◆ DATA LISTING

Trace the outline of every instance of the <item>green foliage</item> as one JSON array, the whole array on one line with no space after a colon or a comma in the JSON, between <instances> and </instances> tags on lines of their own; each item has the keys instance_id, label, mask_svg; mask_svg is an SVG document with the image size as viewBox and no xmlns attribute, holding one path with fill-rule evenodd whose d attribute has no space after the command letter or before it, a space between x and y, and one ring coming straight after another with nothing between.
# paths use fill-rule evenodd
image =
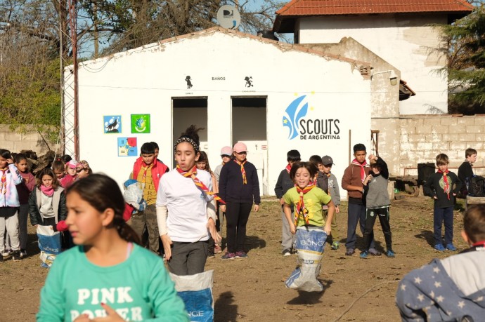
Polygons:
<instances>
[{"instance_id":1,"label":"green foliage","mask_svg":"<svg viewBox=\"0 0 485 322\"><path fill-rule=\"evenodd\" d=\"M444 27L448 37L449 112L485 110L485 6Z\"/></svg>"}]
</instances>

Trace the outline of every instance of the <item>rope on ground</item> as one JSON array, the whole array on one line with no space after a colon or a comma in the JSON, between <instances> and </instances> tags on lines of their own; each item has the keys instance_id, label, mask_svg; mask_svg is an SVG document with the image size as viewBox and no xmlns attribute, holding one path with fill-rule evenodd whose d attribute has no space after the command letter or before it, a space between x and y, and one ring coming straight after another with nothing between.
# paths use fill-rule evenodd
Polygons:
<instances>
[{"instance_id":1,"label":"rope on ground","mask_svg":"<svg viewBox=\"0 0 485 322\"><path fill-rule=\"evenodd\" d=\"M340 321L340 319L341 319L341 318L342 318L349 311L350 311L350 309L352 308L352 307L354 306L354 304L355 304L357 302L357 301L358 301L358 300L361 300L362 297L363 297L364 296L366 296L366 295L367 293L368 293L369 292L370 292L371 290L373 290L374 288L377 288L377 287L378 287L378 286L382 286L382 285L390 284L390 283L396 283L396 282L399 282L399 281L401 281L401 280L399 280L399 279L398 279L398 280L396 280L396 281L386 281L379 283L375 284L375 286L372 286L370 288L368 289L366 292L364 292L361 296L359 296L358 297L357 297L356 299L355 299L355 300L354 300L354 302L352 302L352 303L349 306L349 307L347 308L347 309L346 309L345 311L344 311L344 312L343 312L342 314L340 314L340 316L338 318L335 318L335 320L333 320L333 322L337 322L337 321Z\"/></svg>"}]
</instances>

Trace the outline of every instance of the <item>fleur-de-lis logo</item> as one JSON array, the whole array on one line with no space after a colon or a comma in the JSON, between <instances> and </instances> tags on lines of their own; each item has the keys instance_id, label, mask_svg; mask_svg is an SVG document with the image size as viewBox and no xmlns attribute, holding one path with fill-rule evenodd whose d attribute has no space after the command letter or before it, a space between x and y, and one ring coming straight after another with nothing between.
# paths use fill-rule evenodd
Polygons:
<instances>
[{"instance_id":1,"label":"fleur-de-lis logo","mask_svg":"<svg viewBox=\"0 0 485 322\"><path fill-rule=\"evenodd\" d=\"M289 140L293 140L298 136L298 123L308 112L308 103L301 104L306 97L306 95L297 98L285 110L283 117L283 126L290 129Z\"/></svg>"}]
</instances>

◆ WORK TO DO
Without the pictures, output the full listing exactly as it stands.

◆ FINAL RESULT
Trace the outline of every instance of the <item>green foliage</item> as one JSON array, the whole array on one line with no space after a colon or a comma in the JSON, between <instances> and </instances> tags on lines of their own; each item has the keys instance_id, label, mask_svg; mask_svg is an SVG document with the image size as viewBox and no xmlns attribute, holding one path with fill-rule evenodd whose d attribute has no space after the command letter or before it, a space between x and y, and one ring coming straight after another with nothing between.
# paths use fill-rule evenodd
image =
Polygons:
<instances>
[{"instance_id":1,"label":"green foliage","mask_svg":"<svg viewBox=\"0 0 485 322\"><path fill-rule=\"evenodd\" d=\"M444 27L448 37L449 112L485 110L485 6Z\"/></svg>"}]
</instances>

Trace the outline of every instance of the <item>rope on ground</item> as one JSON array, the whole array on one line with no space after a colon or a comma in the JSON, between <instances> and </instances> tags on lines of their own; each item has the keys instance_id, label, mask_svg; mask_svg is an SVG document with the image size as viewBox and no xmlns attribute, holding one path with fill-rule evenodd whose d attribute has no space after the command letter or before it, a space between x and y, and one ring coming straight after another with nothing between.
# paths use fill-rule evenodd
Polygons:
<instances>
[{"instance_id":1,"label":"rope on ground","mask_svg":"<svg viewBox=\"0 0 485 322\"><path fill-rule=\"evenodd\" d=\"M340 321L340 319L341 319L341 318L342 318L349 311L350 311L350 309L352 308L352 307L354 306L354 304L355 304L357 302L357 301L358 301L358 300L361 300L362 297L363 297L364 296L366 296L366 295L367 293L368 293L369 292L370 292L371 290L373 290L374 288L377 288L377 287L378 287L378 286L382 286L382 285L390 284L390 283L396 283L396 282L399 282L399 281L401 281L401 280L399 280L399 279L398 279L398 280L396 280L396 281L386 281L379 283L375 284L375 286L372 286L370 288L368 289L366 292L364 292L361 296L359 296L358 297L357 297L356 299L355 299L355 300L354 300L354 302L352 302L352 303L349 306L349 307L347 308L347 309L346 309L345 311L344 311L344 312L343 312L342 314L340 314L340 316L338 318L335 318L335 320L333 320L333 322L337 322L337 321Z\"/></svg>"}]
</instances>

Trace the outline of every instance of the <item>fleur-de-lis logo</item> as one JSON array, the whole array on one line with no space after a colon or a comma in the JSON, between <instances> and </instances> tags on lines of their own; each item has the keys instance_id, label, mask_svg; mask_svg is an SVG document with the image size as viewBox and no xmlns attribute, holding one path with fill-rule evenodd whose d attribute has no space after the command letter or before it, a space between x and y, and one ring coming straight after another with nothing between.
# paths use fill-rule evenodd
Polygons:
<instances>
[{"instance_id":1,"label":"fleur-de-lis logo","mask_svg":"<svg viewBox=\"0 0 485 322\"><path fill-rule=\"evenodd\" d=\"M289 140L293 140L298 136L298 123L308 112L308 103L301 104L306 97L306 95L297 98L285 110L283 117L283 126L290 129Z\"/></svg>"}]
</instances>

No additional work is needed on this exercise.